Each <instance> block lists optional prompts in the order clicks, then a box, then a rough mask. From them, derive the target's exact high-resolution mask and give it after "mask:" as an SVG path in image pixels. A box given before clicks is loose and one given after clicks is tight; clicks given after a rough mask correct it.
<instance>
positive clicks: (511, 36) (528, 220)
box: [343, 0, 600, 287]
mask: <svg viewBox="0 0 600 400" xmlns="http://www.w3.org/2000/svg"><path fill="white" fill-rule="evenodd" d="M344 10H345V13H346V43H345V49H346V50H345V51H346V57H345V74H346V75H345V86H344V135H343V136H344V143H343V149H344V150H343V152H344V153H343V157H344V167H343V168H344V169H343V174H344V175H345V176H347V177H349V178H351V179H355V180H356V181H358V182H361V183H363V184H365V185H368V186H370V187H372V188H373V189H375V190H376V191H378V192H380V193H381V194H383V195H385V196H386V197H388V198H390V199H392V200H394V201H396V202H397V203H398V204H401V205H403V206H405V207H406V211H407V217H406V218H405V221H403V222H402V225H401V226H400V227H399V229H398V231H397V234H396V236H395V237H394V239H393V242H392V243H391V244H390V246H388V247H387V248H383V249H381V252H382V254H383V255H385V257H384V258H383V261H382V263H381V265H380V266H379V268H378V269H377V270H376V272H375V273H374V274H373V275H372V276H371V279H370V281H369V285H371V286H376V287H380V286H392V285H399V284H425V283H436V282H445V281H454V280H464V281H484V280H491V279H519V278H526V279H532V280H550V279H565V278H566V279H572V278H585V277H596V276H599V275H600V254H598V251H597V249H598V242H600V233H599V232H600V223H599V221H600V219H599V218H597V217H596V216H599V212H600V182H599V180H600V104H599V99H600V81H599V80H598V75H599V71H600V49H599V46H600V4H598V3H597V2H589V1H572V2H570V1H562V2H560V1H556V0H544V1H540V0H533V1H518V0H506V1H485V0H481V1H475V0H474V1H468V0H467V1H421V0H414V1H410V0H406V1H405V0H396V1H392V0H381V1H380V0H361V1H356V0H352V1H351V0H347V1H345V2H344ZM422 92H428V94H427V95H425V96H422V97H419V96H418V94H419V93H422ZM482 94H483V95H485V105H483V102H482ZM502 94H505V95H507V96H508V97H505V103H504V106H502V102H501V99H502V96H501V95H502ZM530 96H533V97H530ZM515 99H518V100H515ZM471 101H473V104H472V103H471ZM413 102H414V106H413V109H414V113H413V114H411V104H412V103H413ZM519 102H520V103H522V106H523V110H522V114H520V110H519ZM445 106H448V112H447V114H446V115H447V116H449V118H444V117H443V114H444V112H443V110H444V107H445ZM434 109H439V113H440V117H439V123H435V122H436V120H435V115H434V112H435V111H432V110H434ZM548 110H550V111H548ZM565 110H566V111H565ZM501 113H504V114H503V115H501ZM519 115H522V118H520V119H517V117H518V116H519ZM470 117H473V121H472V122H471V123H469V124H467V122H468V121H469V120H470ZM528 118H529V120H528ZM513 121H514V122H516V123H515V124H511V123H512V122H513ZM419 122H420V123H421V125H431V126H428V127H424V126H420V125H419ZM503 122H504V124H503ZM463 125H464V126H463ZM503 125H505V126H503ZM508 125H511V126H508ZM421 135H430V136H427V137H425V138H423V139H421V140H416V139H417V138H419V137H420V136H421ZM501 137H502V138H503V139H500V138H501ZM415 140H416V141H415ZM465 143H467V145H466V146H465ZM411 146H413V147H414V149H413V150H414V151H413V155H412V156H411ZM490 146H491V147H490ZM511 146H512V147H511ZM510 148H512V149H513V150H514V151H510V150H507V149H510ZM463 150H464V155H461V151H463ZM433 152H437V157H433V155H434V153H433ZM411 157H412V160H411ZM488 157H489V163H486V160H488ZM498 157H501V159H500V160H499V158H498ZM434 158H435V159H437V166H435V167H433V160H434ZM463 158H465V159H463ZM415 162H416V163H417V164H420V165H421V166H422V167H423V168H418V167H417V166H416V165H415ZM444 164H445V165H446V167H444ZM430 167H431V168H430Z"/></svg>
□ □ □ □ □ □ □
§ **YOUR OBJECTIVE**
Count the lines in the items above that contain the word "clicks", and give only the number.

§ **EXPECTED OUTPUT**
2